AFRAgent: High-Resolution GUI Automation

Updated 7 December 2025

AFRAgent is an advanced multimodal agent for mobile GUI automation that leverages adaptive feature renormalization to fuse low- and high-resolution visual cues.
It integrates an instruct-BLIP backbone with Vision Encoder, Q-Former, and AFR blocks to efficiently enhance spatial awareness and precise GUI element localization.
Empirical results show AFRAgent achieves state-of-the-art performance with 45% fewer parameters and 60% lower GPU memory usage than comparable models.

AFRAgent is a multimodal agent architecture for high-resolution-aware graphical user interface (GUI) automation, introducing an adaptive feature renormalization mechanism for improved spatial understanding and efficiency in real-world mobile interface tasks. AFRAgent leverages an instruct-BLIP backbone along with a novel feature fusion strategy, setting a new state-of-the-art for mobile smartphone automation on leading benchmarks while using substantially fewer parameters and compute than prior approaches (Anand et al., 30 Nov 2025).

1. Architectural Overview

AFRAgent employs an instruct-BLIP-based architecture comprised of four main modules: a Vision Encoder (E), Query-Former (Q), Adaptive Feature Renormalization (AFR) blocks, and a LLM head (L). The pipeline processes an input screenshot $S_t$ as follows:

Patch Embedding: The input screenshot $S_t$ is encoded into low-resolution patch embeddings $I_t=[i_1,\ldots,i_N]=E(S_t)$ , with each $i_n\in\mathbb{R}^{d_I}$ .
Token Concatenation: Learnable query tokens $T_q=[t^q_1,\ldots,t^q_M]$ , instruction tokens $g(T,H_t)$ , and history tokens are combined into $X_Q=[T_q;g(T,H_t)]\in\mathbb{R}^{(M+L_T)\times d_Q}$ .
Q-Former Processing: $X_Q$ and $I_t$ are processed via $Z$ layers of self- and cross-attention, yielding $E^{(Z)}\in\mathbb{R}^{M\times d_Q}$ .

▶ _Raw data_:
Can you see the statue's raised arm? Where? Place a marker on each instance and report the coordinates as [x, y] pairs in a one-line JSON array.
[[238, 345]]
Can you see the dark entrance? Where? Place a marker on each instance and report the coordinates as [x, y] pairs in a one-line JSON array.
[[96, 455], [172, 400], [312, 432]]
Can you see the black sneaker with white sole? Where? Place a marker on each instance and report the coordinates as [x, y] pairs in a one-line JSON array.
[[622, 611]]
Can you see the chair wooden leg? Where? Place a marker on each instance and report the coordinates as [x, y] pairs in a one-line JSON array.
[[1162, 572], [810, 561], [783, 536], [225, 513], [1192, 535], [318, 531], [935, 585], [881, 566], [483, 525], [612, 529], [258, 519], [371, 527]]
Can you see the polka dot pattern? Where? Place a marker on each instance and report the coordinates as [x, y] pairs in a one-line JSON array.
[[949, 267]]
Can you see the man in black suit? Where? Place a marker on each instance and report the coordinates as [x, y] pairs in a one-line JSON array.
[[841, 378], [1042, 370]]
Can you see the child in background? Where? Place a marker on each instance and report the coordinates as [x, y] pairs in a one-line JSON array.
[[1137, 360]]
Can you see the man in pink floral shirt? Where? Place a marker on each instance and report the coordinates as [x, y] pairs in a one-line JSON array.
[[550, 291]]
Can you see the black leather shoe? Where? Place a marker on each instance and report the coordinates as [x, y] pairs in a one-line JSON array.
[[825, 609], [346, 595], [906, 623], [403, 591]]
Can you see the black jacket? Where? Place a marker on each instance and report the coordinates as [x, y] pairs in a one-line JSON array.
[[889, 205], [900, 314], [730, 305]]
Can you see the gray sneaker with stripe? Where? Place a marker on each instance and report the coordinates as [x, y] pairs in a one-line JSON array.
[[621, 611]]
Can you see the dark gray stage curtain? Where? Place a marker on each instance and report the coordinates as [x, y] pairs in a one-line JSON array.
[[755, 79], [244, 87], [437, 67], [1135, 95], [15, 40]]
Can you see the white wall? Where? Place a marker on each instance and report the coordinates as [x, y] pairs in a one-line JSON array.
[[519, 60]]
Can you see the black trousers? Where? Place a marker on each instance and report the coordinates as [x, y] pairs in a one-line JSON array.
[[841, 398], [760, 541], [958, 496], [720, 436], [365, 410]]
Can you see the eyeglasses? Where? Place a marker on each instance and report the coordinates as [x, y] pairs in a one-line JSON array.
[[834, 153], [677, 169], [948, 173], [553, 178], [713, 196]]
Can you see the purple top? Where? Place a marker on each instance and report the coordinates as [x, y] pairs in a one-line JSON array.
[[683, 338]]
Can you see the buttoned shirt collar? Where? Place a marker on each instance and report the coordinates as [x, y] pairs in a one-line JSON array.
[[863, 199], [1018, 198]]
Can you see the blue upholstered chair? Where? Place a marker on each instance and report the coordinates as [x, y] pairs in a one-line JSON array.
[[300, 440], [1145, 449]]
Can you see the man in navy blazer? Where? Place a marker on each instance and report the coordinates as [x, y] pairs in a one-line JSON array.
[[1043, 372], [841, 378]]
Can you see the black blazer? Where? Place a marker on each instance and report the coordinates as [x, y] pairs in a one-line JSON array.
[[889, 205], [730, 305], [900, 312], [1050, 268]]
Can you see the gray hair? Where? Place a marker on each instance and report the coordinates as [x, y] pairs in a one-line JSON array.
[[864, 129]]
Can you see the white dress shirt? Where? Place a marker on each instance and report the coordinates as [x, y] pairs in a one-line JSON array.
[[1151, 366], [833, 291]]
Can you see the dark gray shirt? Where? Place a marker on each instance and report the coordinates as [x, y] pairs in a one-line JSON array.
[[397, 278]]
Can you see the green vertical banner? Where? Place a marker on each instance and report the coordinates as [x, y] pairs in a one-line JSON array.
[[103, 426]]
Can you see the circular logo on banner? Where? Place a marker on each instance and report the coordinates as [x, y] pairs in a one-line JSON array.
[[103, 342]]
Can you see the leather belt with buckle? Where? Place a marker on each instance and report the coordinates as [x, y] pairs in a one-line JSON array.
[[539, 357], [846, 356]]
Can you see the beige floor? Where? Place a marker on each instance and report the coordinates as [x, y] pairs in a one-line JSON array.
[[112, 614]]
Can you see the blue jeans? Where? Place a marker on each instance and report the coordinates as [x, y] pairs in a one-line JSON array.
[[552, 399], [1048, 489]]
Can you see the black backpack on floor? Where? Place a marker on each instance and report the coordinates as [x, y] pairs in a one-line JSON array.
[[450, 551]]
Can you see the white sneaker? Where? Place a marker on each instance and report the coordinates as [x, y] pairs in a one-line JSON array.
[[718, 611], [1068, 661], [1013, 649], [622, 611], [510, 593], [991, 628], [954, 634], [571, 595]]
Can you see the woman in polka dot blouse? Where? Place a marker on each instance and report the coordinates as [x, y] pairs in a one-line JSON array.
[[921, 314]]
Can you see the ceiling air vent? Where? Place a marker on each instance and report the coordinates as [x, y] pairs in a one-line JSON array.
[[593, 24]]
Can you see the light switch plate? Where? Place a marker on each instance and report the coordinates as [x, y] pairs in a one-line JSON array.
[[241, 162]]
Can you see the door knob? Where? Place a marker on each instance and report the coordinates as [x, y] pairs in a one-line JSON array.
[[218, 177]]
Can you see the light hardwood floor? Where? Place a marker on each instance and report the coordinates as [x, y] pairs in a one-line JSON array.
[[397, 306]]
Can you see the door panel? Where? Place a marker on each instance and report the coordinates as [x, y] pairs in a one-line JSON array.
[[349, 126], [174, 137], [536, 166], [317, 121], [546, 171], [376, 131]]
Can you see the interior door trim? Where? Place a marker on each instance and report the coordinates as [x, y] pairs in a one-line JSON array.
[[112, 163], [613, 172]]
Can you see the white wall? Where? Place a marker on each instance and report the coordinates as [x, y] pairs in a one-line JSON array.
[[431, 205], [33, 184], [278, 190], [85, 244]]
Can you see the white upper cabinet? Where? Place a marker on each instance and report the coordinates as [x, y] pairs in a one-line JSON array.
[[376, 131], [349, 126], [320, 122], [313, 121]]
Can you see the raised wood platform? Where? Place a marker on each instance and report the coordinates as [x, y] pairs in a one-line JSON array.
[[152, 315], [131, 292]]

▶ _Goal of the exercise_: Using the AFRAgent page, explain in one to three sentences why AFRAgent adds adaptive feature renormalization blocks to its instruct-BLIP backbone.

▶ _Result below_: AFRAgent adds the adaptive feature renormalization blocks to fuse low- and high-resolution visual cues. This efficiently improves spatial awareness and lets the agent locate GUI elements precisely, which serves real-world mobile interface tasks.